_Problem to work on_:
Report every line of the listing below that contains the string "segment", copying each such line in full.
=== Data for processing ===
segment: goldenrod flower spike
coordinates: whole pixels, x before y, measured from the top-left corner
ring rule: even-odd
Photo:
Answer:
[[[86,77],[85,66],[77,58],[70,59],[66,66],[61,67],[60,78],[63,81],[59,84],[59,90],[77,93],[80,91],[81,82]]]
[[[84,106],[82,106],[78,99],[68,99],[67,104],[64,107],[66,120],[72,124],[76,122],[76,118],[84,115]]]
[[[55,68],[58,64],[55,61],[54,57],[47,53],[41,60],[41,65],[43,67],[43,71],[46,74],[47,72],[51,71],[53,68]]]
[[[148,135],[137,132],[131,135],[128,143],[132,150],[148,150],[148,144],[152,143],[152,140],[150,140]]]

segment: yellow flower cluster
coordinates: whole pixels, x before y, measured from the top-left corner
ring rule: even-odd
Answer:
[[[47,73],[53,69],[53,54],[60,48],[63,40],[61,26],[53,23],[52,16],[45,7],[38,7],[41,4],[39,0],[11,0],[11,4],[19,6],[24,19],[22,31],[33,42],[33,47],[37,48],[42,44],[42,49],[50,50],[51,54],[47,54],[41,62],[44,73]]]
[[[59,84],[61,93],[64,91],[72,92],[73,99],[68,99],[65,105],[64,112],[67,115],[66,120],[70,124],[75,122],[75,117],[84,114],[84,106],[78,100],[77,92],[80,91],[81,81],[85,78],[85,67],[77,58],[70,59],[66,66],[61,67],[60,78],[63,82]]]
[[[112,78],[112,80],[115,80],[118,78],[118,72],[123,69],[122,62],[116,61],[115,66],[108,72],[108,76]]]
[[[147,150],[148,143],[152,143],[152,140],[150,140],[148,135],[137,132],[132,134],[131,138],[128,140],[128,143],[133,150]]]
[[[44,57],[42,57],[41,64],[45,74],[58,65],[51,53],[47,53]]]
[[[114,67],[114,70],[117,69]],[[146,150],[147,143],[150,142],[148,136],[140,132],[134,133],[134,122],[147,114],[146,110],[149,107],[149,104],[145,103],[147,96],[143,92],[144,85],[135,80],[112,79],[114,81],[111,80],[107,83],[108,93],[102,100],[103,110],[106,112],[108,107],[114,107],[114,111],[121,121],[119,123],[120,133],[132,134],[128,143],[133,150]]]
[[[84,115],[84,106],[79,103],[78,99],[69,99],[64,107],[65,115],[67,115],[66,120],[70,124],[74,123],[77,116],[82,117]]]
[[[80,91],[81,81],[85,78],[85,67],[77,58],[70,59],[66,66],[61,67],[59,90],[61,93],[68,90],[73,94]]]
===
_Result of this exercise_:
segment: goldenrod flower spike
segment: yellow flower cluster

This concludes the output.